→ Records shown

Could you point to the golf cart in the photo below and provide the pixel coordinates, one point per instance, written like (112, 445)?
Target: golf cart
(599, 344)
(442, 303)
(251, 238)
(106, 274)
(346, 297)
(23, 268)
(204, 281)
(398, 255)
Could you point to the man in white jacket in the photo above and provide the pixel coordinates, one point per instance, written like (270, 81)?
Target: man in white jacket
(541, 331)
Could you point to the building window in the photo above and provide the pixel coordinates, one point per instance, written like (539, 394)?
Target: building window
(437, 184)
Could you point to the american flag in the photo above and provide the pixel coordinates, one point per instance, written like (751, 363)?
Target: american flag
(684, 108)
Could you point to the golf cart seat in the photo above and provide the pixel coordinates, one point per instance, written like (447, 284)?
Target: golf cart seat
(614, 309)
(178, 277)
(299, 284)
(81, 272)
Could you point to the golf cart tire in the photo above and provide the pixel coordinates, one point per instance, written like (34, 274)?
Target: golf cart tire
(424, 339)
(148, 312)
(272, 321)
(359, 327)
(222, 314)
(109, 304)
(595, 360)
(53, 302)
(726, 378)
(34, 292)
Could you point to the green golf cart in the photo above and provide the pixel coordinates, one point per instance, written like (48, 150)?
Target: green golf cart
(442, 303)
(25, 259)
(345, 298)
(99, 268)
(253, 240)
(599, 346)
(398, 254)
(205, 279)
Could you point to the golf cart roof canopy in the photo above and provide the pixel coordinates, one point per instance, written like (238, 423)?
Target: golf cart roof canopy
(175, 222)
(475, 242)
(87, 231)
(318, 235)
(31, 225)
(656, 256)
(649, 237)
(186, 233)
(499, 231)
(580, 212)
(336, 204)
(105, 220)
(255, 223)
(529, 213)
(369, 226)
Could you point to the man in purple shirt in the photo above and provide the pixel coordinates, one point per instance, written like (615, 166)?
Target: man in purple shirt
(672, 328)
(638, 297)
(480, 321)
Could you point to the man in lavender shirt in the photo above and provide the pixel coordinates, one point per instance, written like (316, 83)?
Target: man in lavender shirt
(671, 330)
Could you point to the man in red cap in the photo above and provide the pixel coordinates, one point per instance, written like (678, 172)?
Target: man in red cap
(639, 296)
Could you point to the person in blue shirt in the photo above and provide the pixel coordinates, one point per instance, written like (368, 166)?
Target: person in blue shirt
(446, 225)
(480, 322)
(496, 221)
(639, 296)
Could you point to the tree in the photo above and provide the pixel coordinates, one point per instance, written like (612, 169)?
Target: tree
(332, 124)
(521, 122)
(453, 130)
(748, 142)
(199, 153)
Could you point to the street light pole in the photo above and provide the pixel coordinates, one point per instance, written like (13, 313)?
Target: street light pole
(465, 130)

→ Aim of the task
The answer must be the full listing, returned exactly as given.

→ Answer section
Could you point to the golf cart in the photo below and provide the pixel coordinates, one point per instance, written like (112, 445)?
Target: golf cart
(599, 344)
(442, 303)
(251, 238)
(106, 274)
(346, 297)
(23, 268)
(204, 281)
(398, 255)
Could you point to the man in white jacket in the photo above and provide the pixel coordinates, one point per instance, written like (270, 81)?
Target: man in white jacket
(541, 331)
Could you point to the building window in the photo above and provide the pixel coordinates, one point per instance, written like (539, 394)?
Target: building window
(437, 184)
Could you point to the american flag in the photo above and provide the pixel coordinates, one point per instance, written like (751, 363)?
Target: american flag
(684, 108)
Could you point to the golf cart seat in the photo above and provide the pixel coordinates, one point per instance, written like (447, 284)?
Target: golf cart seat
(614, 309)
(178, 277)
(299, 284)
(81, 272)
Could you point to the golf cart tire in the photo above and provide the pixel coordinates, one point per instance, written like (34, 274)?
Target: golf cart tire
(424, 339)
(148, 312)
(272, 321)
(359, 327)
(222, 314)
(109, 304)
(595, 360)
(53, 302)
(726, 378)
(34, 292)
Could you point to the green golf cart in the photo above and provide the pixel coordinates, one point per instance, written like (48, 150)?
Target: green golf cart
(442, 303)
(25, 259)
(345, 298)
(99, 268)
(253, 240)
(599, 346)
(398, 254)
(205, 279)
Could you point to the golf cart roof canopy in the photo above and provide the pixel coordinates, one point per instance, written like (238, 423)?
Target: golf cart roof canopy
(175, 222)
(475, 242)
(87, 231)
(318, 235)
(31, 225)
(656, 256)
(649, 237)
(186, 233)
(499, 231)
(580, 212)
(336, 204)
(105, 220)
(255, 223)
(529, 213)
(369, 226)
Could you point to the man in purple shirt in the photo above and provide the pixel coordinates, one point per instance, written like (615, 166)?
Target: man in purple shirt
(672, 328)
(638, 297)
(480, 321)
Could you point to the man in lavender shirt in the photo above and provide the pixel coordinates, one point per instance, written like (316, 83)?
Target: man in lavender shirt
(671, 330)
Could you point to the man in red cap in the photo above and provide the pixel coordinates, one point per instance, written like (678, 172)?
Target: man in red cap
(639, 296)
Could you point to the person in blue shirt in the photo above and provide the pixel coordinates, one point per instance, written like (368, 166)?
Target: person in blue shirt
(446, 225)
(480, 322)
(496, 221)
(639, 296)
Could you point to the tree in the photo above and provide the pixel coordinates, one point per instance, written like (612, 169)?
Target: tree
(332, 124)
(521, 122)
(453, 130)
(748, 142)
(199, 153)
Could you point to the street light pole in the photo above and provide the pixel coordinates, one point per instance, written like (13, 313)?
Target: street light pole
(465, 130)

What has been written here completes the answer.